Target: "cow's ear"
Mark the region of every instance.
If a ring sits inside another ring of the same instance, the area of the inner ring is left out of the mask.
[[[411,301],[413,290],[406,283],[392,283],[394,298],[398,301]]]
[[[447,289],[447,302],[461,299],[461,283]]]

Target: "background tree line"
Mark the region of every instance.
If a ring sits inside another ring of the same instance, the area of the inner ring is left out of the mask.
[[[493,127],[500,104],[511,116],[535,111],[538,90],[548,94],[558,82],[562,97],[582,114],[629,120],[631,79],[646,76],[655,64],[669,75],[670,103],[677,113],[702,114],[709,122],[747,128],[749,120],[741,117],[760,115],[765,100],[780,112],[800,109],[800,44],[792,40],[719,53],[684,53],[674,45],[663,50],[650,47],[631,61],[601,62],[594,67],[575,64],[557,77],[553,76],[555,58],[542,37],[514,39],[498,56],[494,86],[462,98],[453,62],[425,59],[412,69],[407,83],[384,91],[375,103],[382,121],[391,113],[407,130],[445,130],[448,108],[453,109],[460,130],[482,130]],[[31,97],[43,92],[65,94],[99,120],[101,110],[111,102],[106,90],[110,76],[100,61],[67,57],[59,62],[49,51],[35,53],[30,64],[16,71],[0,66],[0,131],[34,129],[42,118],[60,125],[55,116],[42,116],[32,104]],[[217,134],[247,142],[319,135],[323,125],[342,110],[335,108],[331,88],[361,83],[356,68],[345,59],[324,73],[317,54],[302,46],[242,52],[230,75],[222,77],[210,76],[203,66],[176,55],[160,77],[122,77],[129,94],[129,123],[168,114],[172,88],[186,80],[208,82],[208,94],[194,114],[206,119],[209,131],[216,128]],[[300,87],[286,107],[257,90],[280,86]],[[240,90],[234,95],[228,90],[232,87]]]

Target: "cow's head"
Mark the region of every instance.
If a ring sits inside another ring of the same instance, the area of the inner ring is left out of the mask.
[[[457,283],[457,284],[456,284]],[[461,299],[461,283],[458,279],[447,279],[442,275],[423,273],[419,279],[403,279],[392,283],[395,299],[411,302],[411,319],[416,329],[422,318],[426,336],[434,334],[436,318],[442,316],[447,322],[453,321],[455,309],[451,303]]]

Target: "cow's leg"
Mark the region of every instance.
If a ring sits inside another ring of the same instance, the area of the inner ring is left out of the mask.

═══

→ Description of the task: Put each line of the listing above into a numbered list, leaving out the blank lines.

→ Correct output:
1. Target: "cow's ear"
2. Mark the region of every instance.
3. If a ring sits inside another ring of the same instance, the area of the inner ring is left out of the mask.
4. [[[411,301],[413,290],[406,283],[392,283],[394,298],[398,301]]]
5. [[[447,289],[447,302],[461,299],[461,283]]]
6. Target: "background tree line"
7. Mark the region of every instance.
8. If a ring sits inside another ring of the same instance, the area of the inner ring is left out of the mask.
9. [[[493,127],[500,104],[511,116],[535,111],[538,90],[548,94],[558,82],[562,97],[582,114],[629,120],[631,79],[646,76],[655,64],[669,75],[670,103],[677,113],[702,114],[709,122],[747,128],[749,120],[741,117],[760,115],[765,100],[780,112],[800,109],[800,44],[792,40],[719,53],[684,53],[674,45],[663,50],[650,47],[631,61],[601,62],[594,67],[575,64],[557,77],[553,76],[555,58],[542,37],[514,39],[498,56],[494,86],[462,98],[453,62],[425,59],[412,69],[407,83],[384,91],[375,103],[382,121],[391,113],[407,130],[445,130],[448,108],[453,109],[460,130],[482,130]],[[31,97],[43,92],[65,94],[99,120],[101,110],[111,102],[106,90],[110,76],[100,61],[67,57],[59,62],[49,51],[35,53],[30,64],[16,71],[0,66],[0,131],[34,129],[42,118],[60,125],[55,116],[42,116],[32,104]],[[217,134],[247,142],[319,135],[323,125],[342,110],[335,108],[331,88],[361,83],[356,68],[345,59],[324,73],[317,54],[302,46],[242,52],[230,75],[222,77],[210,76],[203,66],[176,55],[160,77],[122,77],[129,94],[129,123],[168,114],[172,88],[186,80],[208,82],[208,94],[194,114],[206,119],[209,131],[216,128]],[[300,87],[286,107],[257,90],[280,86]],[[240,90],[234,95],[228,90],[232,87]]]
10. Target: "cow's head"
11. Mark the region of every instance.
12. If a ring sits inside another ring of the same instance, the area of the inner ring is left out of the mask.
13. [[[457,283],[457,284],[456,284]],[[461,299],[461,283],[458,279],[447,279],[442,275],[423,273],[419,279],[403,279],[392,283],[395,299],[411,302],[411,319],[416,329],[422,318],[426,336],[434,334],[436,318],[442,316],[447,322],[453,321],[455,309],[451,303]]]
14. Target: "cow's leg"
15. Mark the region of every instance.
16. If a ring sits inside another ring of the same instance, the area of the inner ring is left out of the mask.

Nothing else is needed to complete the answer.